Given data Start Marker

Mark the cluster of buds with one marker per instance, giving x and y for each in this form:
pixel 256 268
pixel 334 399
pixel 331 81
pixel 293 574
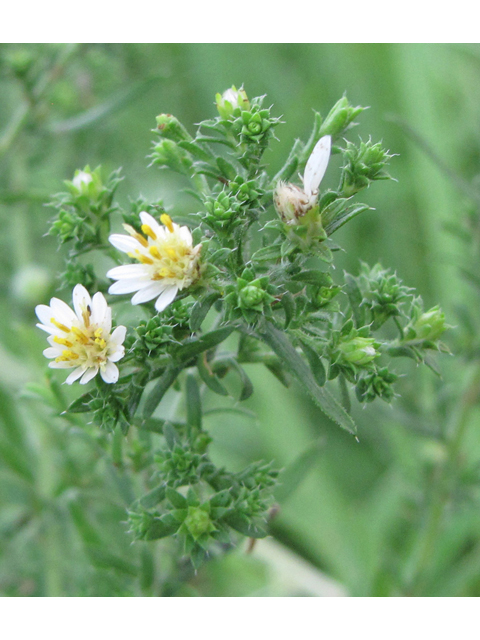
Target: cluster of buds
pixel 426 328
pixel 232 102
pixel 376 384
pixel 84 211
pixel 363 165
pixel 249 297
pixel 340 118
pixel 292 202
pixel 383 293
pixel 352 350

Given data End Marker

→ **Work instruction**:
The records above need retyping in full. Omit the pictures, and change nothing else.

→ **Exercise solution**:
Mark the cluster of buds with one marker per instance, giving x and y for each in this form:
pixel 256 268
pixel 334 399
pixel 331 81
pixel 293 574
Target: cluster of buds
pixel 426 328
pixel 232 102
pixel 376 384
pixel 84 211
pixel 363 165
pixel 249 297
pixel 340 118
pixel 292 202
pixel 383 293
pixel 352 350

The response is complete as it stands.